▸ **WHAT YOU HAVE TO DO**:
Begin at the line containing "[pin] rocky cave" and give again every line to the end of the records, exactly, without the pictures.

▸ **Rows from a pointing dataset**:
* start *
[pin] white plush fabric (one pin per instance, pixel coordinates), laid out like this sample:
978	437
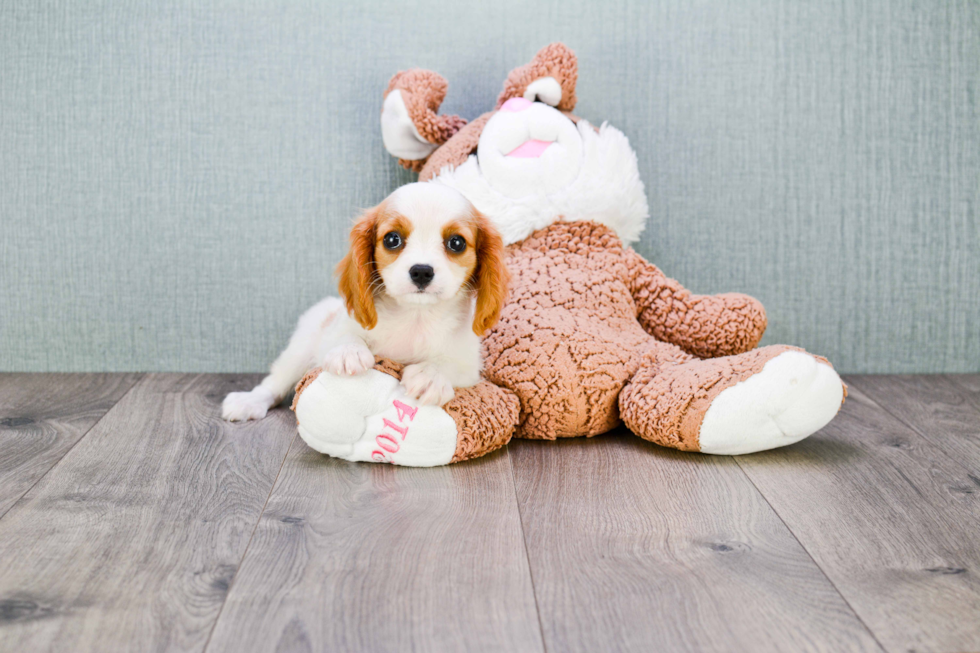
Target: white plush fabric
607	190
398	132
345	417
792	397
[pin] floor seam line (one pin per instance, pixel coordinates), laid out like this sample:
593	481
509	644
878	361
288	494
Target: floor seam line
816	564
241	561
75	444
527	556
935	445
967	394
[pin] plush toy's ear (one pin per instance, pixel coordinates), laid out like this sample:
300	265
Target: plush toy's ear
357	273
410	127
549	78
491	275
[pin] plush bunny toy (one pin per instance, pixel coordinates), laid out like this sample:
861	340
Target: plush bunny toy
592	335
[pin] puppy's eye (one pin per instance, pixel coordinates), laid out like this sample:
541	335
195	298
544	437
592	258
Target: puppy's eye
392	240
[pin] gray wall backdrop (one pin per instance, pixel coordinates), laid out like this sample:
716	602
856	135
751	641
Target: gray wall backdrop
177	179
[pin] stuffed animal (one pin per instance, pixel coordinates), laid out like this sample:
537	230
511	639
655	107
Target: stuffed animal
592	335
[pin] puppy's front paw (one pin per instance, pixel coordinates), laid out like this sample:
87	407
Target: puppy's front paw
243	406
427	384
348	359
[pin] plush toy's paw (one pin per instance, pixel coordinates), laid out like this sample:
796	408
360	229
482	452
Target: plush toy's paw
794	395
427	384
349	359
243	406
369	417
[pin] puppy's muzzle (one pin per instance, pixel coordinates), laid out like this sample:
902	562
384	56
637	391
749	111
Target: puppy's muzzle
421	275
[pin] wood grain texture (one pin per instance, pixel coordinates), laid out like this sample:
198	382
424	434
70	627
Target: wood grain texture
934	407
890	518
969	385
131	542
638	548
361	557
42	416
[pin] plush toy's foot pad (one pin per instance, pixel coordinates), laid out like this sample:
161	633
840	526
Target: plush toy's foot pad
794	395
368	417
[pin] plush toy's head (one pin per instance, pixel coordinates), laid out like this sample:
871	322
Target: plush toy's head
529	162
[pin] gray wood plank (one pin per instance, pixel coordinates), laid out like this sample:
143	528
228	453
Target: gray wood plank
969	384
131	542
934	407
890	519
42	416
638	548
363	557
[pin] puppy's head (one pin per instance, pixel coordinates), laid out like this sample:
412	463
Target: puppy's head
423	245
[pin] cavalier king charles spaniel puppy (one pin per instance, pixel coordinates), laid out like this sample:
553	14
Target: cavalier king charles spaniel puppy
424	278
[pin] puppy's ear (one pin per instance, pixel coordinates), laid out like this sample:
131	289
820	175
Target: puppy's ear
357	272
491	275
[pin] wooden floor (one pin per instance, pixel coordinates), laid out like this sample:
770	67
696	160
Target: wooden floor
132	518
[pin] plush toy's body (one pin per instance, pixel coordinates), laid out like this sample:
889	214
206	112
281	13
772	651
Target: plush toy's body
592	334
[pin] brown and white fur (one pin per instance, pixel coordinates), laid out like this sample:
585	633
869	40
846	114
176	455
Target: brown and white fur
418	303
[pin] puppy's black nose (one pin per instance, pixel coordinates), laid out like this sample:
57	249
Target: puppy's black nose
421	275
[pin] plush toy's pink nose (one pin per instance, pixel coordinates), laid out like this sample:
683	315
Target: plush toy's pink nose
516	104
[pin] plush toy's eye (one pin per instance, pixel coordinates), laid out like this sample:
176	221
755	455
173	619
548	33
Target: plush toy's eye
392	240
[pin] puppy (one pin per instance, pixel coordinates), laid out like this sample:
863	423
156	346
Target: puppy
424	278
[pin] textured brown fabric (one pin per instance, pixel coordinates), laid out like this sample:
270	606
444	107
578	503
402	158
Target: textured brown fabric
485	414
569	338
307	379
555	60
485	417
704	325
414	166
665	402
456	149
423	91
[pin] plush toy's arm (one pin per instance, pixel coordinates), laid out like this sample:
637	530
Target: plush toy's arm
704	325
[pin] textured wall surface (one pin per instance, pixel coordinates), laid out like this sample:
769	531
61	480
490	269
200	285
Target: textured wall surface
177	179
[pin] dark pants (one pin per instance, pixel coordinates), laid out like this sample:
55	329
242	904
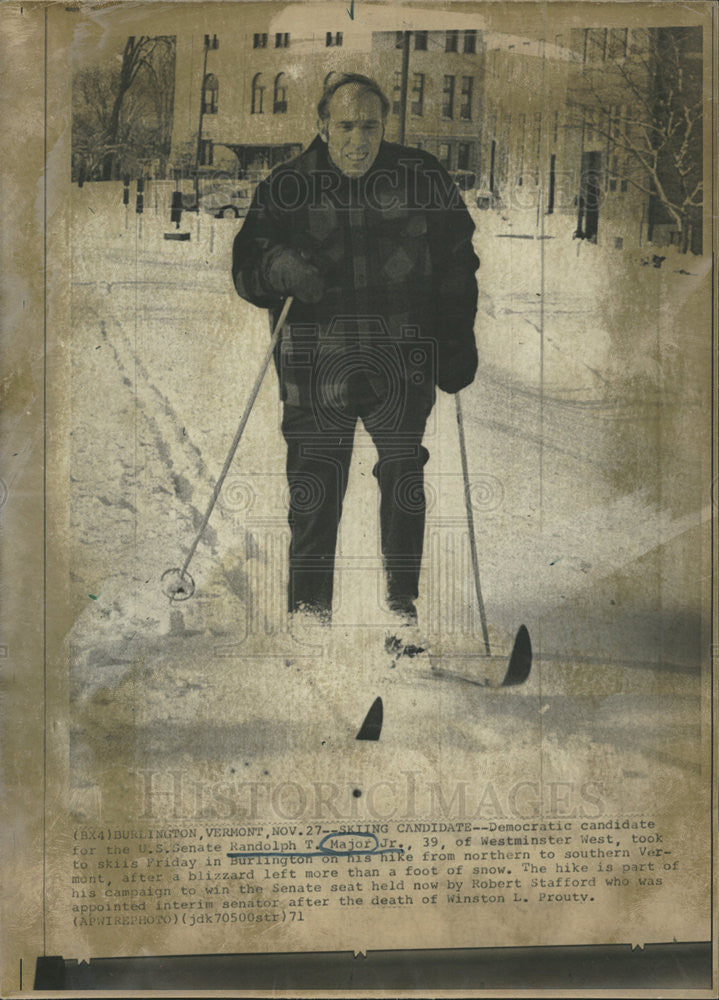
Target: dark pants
319	450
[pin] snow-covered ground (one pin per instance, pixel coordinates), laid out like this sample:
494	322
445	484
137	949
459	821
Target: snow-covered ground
584	429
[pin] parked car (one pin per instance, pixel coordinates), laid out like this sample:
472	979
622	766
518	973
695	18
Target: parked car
224	201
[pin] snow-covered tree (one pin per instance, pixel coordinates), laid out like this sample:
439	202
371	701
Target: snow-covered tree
640	98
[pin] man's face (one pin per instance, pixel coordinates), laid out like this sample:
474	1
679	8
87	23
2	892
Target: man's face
354	130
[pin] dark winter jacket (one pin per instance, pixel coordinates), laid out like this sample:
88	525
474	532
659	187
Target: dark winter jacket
394	248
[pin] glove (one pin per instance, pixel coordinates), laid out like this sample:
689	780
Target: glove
289	272
457	371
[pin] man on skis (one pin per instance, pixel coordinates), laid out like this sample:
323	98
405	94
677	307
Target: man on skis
374	243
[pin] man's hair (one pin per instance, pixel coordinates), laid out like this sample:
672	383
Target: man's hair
366	85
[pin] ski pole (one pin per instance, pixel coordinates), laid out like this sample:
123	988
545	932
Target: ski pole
470	524
179	585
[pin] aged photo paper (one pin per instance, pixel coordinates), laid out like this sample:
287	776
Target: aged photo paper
524	768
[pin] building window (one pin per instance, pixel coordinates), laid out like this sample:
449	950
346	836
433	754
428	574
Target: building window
618	38
279	103
418	94
258	93
209	95
612	173
396	92
206	153
448	97
465	107
522	143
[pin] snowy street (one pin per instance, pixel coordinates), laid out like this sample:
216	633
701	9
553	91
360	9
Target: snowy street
584	429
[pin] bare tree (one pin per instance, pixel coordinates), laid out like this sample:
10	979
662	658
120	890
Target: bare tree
644	99
122	117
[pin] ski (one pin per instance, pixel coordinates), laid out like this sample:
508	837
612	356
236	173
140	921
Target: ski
372	725
481	670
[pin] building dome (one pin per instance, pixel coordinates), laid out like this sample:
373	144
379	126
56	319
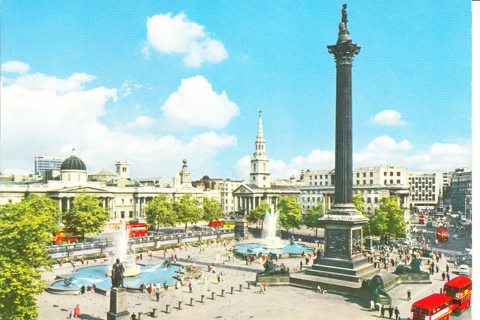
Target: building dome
73	163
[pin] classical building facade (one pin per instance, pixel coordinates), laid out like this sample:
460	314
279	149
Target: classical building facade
372	183
125	198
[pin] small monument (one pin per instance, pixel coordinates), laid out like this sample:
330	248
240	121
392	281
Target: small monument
118	294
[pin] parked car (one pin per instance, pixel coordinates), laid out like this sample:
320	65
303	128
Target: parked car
464	270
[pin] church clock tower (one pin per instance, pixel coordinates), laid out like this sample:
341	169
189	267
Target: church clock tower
259	163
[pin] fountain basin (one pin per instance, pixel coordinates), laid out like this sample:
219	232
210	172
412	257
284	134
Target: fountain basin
99	276
286	249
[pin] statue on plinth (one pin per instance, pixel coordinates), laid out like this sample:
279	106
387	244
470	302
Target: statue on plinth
344	15
117	274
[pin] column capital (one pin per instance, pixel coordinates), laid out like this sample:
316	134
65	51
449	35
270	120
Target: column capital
344	52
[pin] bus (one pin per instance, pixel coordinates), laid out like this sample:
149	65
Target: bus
434	307
442	235
66	235
215	223
421	219
460	290
137	229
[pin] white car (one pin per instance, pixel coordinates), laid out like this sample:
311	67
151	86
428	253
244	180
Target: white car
464	270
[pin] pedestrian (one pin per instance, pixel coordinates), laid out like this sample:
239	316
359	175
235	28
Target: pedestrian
76	312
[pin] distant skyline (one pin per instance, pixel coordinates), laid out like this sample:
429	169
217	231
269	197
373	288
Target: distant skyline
155	83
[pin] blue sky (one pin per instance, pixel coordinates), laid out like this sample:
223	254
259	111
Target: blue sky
154	82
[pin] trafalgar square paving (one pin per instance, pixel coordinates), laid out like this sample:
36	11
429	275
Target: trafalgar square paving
277	302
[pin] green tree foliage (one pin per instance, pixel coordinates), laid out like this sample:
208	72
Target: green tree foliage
311	219
188	210
290	212
160	212
212	210
388	219
25	232
86	215
258	213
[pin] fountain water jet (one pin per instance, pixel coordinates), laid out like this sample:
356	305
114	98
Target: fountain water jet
270	240
121	252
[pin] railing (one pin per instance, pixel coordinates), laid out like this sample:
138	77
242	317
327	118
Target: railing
106	246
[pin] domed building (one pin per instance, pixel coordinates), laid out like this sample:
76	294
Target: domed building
73	171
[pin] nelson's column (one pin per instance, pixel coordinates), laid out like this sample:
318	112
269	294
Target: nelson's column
343	259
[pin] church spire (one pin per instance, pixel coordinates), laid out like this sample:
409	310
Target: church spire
259	163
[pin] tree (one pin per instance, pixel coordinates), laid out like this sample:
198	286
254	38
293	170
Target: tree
212	210
160	212
188	210
25	233
290	212
258	213
311	219
86	215
388	219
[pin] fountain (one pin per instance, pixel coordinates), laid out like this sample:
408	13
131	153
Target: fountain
121	252
269	232
270	242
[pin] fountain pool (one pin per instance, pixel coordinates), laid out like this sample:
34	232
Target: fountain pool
270	242
99	275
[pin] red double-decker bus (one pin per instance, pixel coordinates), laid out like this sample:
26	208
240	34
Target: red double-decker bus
421	219
137	229
66	235
460	290
442	235
434	307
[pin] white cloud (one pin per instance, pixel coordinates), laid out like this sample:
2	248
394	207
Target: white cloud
388	118
15	67
381	151
168	35
196	104
50	118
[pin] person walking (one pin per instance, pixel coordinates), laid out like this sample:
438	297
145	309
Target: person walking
76	312
397	313
390	312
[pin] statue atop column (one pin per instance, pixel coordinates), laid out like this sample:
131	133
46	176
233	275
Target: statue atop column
344	15
117	274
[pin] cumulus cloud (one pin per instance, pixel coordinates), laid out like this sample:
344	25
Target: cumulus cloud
15	67
196	104
51	118
388	118
177	34
381	151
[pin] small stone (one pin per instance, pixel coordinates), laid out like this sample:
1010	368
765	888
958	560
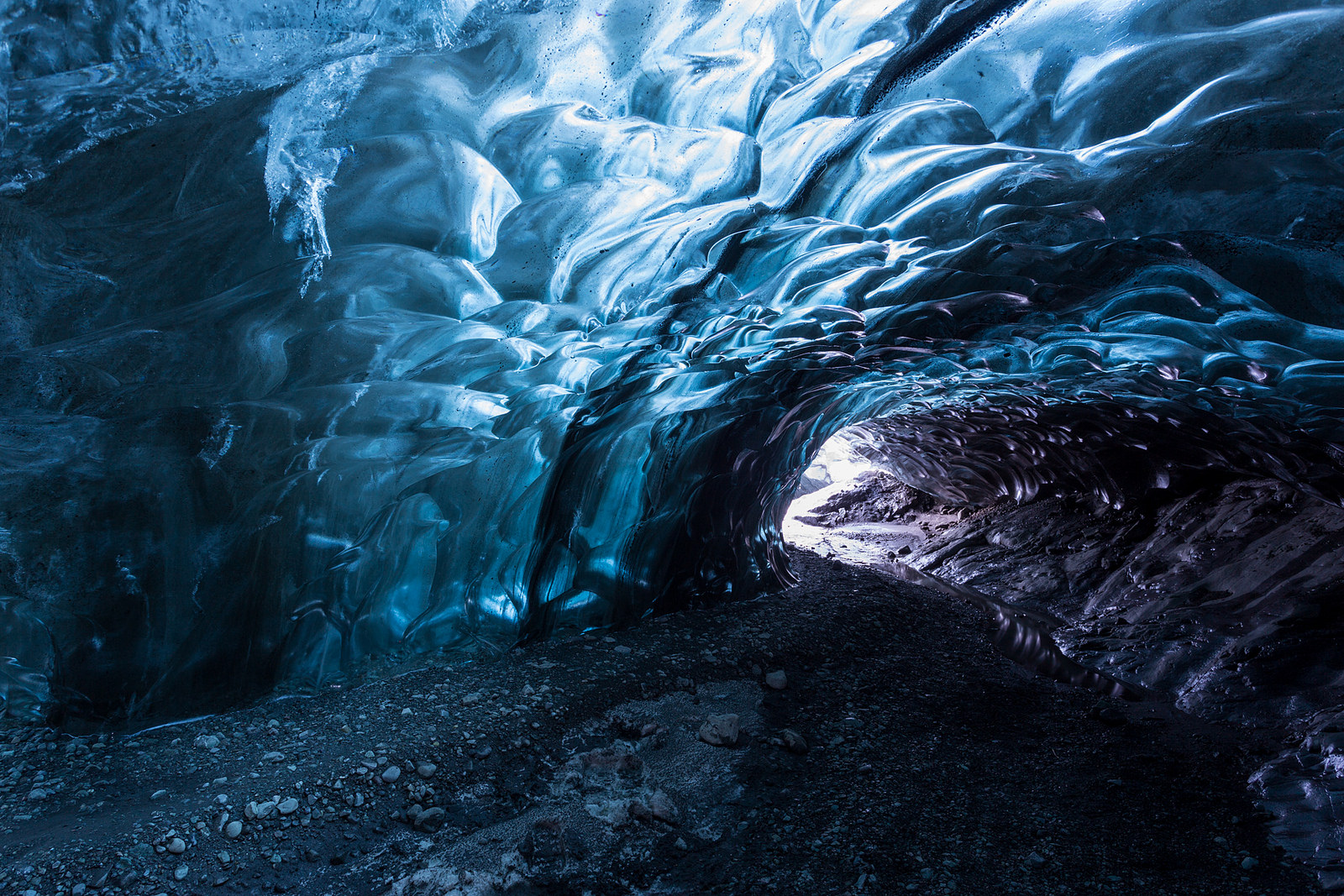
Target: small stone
430	820
721	731
663	808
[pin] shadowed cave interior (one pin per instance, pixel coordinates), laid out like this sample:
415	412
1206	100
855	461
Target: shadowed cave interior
476	349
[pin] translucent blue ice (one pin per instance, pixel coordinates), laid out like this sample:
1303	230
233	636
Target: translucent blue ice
427	327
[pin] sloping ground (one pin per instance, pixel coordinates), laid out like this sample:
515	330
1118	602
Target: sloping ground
900	755
1223	594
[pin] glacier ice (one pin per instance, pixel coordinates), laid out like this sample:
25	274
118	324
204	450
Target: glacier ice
437	325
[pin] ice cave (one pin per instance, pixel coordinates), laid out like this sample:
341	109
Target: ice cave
737	446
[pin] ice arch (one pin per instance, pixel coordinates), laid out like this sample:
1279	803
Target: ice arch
425	331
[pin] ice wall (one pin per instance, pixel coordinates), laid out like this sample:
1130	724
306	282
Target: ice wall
423	327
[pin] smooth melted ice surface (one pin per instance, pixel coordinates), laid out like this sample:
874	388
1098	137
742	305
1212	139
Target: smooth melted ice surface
429	327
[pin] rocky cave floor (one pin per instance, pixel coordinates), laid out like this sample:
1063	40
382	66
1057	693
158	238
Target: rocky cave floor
897	752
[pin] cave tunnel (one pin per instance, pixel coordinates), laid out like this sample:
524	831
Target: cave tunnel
354	340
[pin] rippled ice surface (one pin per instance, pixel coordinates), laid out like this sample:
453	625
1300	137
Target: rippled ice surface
338	332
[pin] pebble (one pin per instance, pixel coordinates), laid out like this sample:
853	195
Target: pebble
721	731
793	741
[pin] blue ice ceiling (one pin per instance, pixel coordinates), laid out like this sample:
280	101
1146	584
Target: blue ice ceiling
338	331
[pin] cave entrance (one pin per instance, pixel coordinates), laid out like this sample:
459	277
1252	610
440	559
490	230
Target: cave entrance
853	506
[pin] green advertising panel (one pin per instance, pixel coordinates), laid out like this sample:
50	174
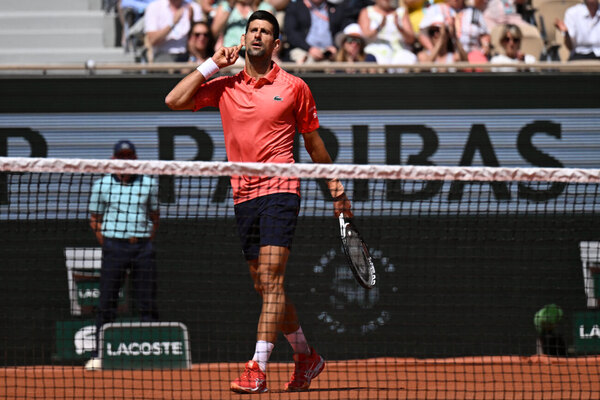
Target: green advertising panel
* end *
▸ **THE SOLUTION**:
[pin] rocky cave floor (one pin per instance, pixel coordinates), laid out like this sample:
1063	40
382	66
1057	693
158	238
Target: rocky cave floor
897	752
[pin] cave tunnel (one pin per instance, pixel coordinates), laid out like this sample:
524	831
Target: cave tunnel
354	340
[pin] rippled ice surface (one pin per instance, pixel coordinates), laid out like this sample:
453	625
1300	137
Target: rippled ice surface
338	332
[pin] pebble (one pin per instance, pixel coordinates), laid out like this sample:
853	195
Target: pebble
721	731
793	741
[pin] blue ice ceiling (one pin per instance, pixel coordinates), laid out like this sample:
280	101
1146	584
Target: blue ice ceiling
338	331
[pin] cave entrance (one pin per instance, pixel coordinates), laid out like this sample:
459	277
1252	610
440	559
490	230
Target: cave entrance
853	506
[pin] green advertising panel (one pin per instance, pixel coordinates), laid out like this sample:
50	174
Target: green advertising panel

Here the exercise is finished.